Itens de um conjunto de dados
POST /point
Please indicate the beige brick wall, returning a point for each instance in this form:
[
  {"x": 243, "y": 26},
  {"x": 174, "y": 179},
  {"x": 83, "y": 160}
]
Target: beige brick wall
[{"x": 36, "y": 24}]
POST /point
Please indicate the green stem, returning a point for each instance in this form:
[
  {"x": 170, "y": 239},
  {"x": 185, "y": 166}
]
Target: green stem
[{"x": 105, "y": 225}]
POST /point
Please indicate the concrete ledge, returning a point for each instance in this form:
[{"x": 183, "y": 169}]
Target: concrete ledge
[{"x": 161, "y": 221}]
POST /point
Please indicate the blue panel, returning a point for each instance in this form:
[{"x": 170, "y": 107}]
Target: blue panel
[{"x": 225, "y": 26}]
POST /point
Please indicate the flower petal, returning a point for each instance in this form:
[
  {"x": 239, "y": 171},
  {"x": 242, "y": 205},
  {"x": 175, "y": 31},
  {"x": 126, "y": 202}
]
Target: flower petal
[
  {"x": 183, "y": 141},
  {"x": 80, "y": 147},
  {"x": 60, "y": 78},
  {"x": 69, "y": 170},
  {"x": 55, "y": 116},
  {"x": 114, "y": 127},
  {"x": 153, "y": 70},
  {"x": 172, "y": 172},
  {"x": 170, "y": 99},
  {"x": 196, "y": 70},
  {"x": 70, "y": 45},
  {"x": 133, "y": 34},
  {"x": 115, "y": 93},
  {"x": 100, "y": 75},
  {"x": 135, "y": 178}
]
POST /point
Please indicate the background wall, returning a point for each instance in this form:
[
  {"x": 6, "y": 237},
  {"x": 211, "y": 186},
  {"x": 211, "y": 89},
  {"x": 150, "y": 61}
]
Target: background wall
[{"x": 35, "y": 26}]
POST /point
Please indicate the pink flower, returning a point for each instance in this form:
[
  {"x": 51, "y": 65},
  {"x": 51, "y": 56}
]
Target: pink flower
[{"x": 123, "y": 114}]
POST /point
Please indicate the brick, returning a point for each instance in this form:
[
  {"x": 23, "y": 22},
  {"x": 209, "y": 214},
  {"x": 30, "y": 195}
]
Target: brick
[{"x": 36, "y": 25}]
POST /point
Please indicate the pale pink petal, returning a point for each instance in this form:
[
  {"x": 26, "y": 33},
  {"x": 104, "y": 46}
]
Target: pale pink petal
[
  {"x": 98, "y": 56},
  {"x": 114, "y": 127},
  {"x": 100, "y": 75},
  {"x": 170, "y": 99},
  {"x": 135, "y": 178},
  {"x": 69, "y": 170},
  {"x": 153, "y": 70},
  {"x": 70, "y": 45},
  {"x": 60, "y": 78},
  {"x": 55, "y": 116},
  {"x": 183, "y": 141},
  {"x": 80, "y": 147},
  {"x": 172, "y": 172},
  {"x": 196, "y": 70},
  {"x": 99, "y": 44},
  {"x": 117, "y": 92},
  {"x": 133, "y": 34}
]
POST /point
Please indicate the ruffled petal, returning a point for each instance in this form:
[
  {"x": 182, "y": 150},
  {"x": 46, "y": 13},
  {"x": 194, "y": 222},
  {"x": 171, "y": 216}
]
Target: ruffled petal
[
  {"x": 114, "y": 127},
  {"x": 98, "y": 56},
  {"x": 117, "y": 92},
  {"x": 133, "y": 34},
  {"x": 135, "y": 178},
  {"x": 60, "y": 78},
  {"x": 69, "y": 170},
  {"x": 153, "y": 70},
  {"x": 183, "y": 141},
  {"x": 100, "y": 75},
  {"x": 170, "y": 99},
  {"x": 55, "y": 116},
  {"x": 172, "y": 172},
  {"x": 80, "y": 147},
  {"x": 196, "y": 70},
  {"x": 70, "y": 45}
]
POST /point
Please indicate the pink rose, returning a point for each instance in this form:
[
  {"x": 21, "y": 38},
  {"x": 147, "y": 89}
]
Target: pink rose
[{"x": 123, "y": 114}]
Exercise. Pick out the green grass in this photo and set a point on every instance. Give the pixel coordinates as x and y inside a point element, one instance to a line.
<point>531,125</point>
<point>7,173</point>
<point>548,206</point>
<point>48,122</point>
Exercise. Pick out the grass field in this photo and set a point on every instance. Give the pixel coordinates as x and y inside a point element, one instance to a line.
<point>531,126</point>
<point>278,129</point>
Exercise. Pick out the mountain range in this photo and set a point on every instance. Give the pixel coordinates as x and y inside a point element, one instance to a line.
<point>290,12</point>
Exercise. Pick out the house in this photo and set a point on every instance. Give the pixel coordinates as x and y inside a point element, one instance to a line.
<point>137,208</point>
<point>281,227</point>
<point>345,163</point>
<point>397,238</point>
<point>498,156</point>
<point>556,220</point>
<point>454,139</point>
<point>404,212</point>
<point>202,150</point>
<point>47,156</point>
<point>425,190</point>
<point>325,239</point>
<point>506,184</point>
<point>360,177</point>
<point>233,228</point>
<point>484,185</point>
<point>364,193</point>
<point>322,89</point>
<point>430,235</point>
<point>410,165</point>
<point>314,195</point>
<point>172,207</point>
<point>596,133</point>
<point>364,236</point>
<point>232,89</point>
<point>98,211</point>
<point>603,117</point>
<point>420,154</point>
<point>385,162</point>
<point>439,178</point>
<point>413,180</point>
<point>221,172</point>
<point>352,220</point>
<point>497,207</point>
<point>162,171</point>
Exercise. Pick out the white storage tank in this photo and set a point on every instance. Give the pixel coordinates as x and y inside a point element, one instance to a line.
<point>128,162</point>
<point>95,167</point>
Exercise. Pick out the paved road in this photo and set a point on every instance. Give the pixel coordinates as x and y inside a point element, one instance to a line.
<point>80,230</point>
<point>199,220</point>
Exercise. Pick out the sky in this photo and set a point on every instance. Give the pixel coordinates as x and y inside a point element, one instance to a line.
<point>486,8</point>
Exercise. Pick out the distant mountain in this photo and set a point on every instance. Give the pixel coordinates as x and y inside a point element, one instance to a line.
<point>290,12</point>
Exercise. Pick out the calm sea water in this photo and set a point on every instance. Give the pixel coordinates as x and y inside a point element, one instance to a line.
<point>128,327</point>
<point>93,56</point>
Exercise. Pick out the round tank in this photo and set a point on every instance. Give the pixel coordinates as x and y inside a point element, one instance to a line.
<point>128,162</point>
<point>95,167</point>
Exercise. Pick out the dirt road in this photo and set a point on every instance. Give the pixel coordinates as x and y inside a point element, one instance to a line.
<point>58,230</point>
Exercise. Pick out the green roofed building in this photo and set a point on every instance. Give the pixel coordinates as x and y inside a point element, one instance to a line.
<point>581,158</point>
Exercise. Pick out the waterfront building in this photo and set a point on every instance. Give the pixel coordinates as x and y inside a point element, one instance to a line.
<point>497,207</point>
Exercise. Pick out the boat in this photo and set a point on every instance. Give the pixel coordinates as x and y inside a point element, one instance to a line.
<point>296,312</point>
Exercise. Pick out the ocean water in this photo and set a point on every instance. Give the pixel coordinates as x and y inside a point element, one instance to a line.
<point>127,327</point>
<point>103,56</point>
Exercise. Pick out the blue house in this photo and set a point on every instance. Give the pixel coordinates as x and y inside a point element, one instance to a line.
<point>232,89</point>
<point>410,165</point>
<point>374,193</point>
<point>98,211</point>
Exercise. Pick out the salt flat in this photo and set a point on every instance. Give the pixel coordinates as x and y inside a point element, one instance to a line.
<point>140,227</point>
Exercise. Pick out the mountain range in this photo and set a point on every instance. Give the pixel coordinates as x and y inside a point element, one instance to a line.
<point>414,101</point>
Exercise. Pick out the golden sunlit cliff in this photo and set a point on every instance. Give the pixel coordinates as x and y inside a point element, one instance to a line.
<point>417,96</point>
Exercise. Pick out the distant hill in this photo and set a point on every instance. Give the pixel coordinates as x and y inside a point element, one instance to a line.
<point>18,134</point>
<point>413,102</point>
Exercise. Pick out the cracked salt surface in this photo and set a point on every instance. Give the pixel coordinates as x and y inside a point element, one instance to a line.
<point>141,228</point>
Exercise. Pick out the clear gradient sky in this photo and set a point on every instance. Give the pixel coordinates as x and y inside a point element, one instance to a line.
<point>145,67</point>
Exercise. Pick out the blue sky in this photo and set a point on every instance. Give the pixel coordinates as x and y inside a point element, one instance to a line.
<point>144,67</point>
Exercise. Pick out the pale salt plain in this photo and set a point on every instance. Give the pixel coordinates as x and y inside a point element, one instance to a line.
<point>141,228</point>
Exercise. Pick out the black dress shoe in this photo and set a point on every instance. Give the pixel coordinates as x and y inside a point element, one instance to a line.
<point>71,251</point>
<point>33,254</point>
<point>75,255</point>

INSTRUÇÕES E REQUISITOS:
Copie sem nenhuma alteração as linhas que vão da que contém "Exercise. Pick out the distant mountain" até a que contém "<point>103,56</point>", incluindo essas duas.

RESULTADO DA TAREFA:
Exercise. Pick out the distant mountain in this photo and set a point on every instance. Give the pixel coordinates as x and y inside a point element, one instance to a line.
<point>290,12</point>
Exercise. Pick out the calm sea water in this photo and set a point on every instance. Give the pixel coordinates as x and y inside a point element, one instance to a line.
<point>128,327</point>
<point>93,56</point>
Exercise. Pick out the round tank in this photo and set a point on every instance. Give the pixel coordinates as x and y inside a point element, one instance to a line.
<point>128,162</point>
<point>95,167</point>
Exercise. Pick out the dirt road in this photo and set a point on every instance. Give the pixel coordinates as x and y inside a point element, one instance to a line.
<point>58,230</point>
Exercise. Pick out the green roofed building in this photo and set a point on every instance. Give the pixel coordinates as x and y inside a point element, one instance to a line.
<point>581,158</point>
Exercise. Pick out the waterfront building in this photo and set a point on every instance. Give the pixel coordinates as x and y inside a point element, one instance to a line.
<point>497,207</point>
Exercise. Pick out the boat in this photo and set a point on every instance. Give the pixel coordinates as x and y inside a point element, one instance to a line.
<point>296,312</point>
Exercise. Pick out the ocean water in this photo and set a point on every instance. Give the pixel coordinates as x and y inside a point element, one instance to a line.
<point>127,327</point>
<point>103,56</point>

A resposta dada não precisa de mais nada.